▶ **BLOK TEKS**:
§ §

Jalan Panjang Berliku Penuh Air Mata UU TPKS

Jalan Panjang Berliku Penuh Air Mata UU TPKS
Pendidikan Kader WCC Sinceritas PESADA Medan - Sidikalang (Dok. PESADA)

Analisadaily.com, Medan - Disahkannya RUU Tindak Pidana Kekerasan Seksual (RUU TPKS) dalam Rapat Paripurna ke-19 masa sidang IV tahun sidang 2021-2022, Selasa (12/4) menjadi undang-undang, diapresiasi kalangan organisasi masyarakat s[pil. Terutama mereka yang selama ini telah berjuang mendamping perempuan korban kekerasan seksual seperti dilakukan Women Crisis Center (WCC) Sinceritas-PESADA Medan.

Di tengah berbagai masalah yang sedang dihadapi pemerintah, mulai dari penanganan pandemi Covid-19 yang belum sepenuhnya berlalu, hingga munculnya berbagai pergolakan politik mutakhir, WCC Sinceritas-PESADA menyampaikan penghargaan kepada para anggota DPR RI yang akhirnya telah mengesahkan RUU TPKS itu.

“Ini adalah hasil kerja keras, advokasi yang cukup lama dan melelahkan dari para aktivis yang bernaung di bawah jaringan masyarakat sipil untuk advokasi RUU TPKS serta Forum Pengada Layanan,“ ujar Koordinator WCC Sinceritas-PESADA, Dina Lumbantobing dalam siaran pers yang diterima Analisadaily.com, Rabu (13/4).

Cukup Lama Dinanti

Menurut Dina, WCC Sinceritas-PESADA yang sejak tahun 2004 telah bekerja melayani dan mengadvokasi para perempuan korban kekerasan, terutama perempuan akar rumput pedesaan, sudah cukup lama menanti kehadiran UU TPKS.

“Berdasar kasus-kasus yang kami tangani, Kekerasan Seksual terhadap perempuan merupakan jenis kekerasan tertinggi kedua setelah KDRT,” katanya. Ia memberi contoh pada tahun 2021, WCC Sinceritas-PESADA telah menerima pengaduan dan menangani sebanyak 21 kasus kekerasan seksual dalam berbagai bentuk terhadap anak perempuan. Selain itu mereka juga menangani sebanyak 60 kasus KDRT.

Banyak masalah dihadapi organisasi pendamping perempuan korban kekerasan seksual saat mengadvokasi berbagai kasus kekerasan itu. terutama saat mereka membawa kasus tersebut ke ranah hukum. Terlebih jika kasus kekerasan seksual iu dialami perempuan disabilitas dan perempuan dewasa. Kasus perkosaan membutuhkan bukti dan saksi. Ini yang sulit dihadirkan di pengadilan. Akhirnya kasus perkosaan sering hanya jadi tindak pencabulan.

§ §

▶ **AKTIVITAS 1**:
Berdasarkan blok teks, jelaskan dalam satu sampai tiga kalimat mengapa kasus perkosaan sering hanya menjadi tindak pencabulan.
▶ **AKTIVITAS 2**:
Menurut blok teks, sejak tahun berapa WCC Sinceritas-PESADA bekerja melayani dan mengadvokasi perempuan korban kekerasan?

§ §

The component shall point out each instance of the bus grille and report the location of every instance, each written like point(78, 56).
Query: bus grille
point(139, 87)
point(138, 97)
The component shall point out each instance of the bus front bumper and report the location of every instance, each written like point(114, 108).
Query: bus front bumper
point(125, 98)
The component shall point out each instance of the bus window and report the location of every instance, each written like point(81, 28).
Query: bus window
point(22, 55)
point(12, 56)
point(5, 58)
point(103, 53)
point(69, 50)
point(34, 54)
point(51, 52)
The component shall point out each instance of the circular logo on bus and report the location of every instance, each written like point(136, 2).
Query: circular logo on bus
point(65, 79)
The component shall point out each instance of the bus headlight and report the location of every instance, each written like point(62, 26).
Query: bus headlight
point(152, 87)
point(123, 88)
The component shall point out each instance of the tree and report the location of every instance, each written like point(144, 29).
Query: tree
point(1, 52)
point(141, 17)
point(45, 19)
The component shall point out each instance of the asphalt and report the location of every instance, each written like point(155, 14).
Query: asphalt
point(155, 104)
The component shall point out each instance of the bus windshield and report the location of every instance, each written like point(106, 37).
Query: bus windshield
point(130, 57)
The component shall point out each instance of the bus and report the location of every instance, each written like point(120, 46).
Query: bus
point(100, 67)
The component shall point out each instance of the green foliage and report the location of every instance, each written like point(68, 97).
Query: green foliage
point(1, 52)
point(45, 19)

§ §

▶ **JAWABAN ANDA 1**:
Kasus perkosaan sering hanya menjadi tindak pencabulan karena kasus perkosaan membutuhkan bukti dan saksi. Bukti dan saksi itu sulit dihadirkan di pengadilan.

▶ **JAWABAN ANDA 2**:
Sejak tahun 2004.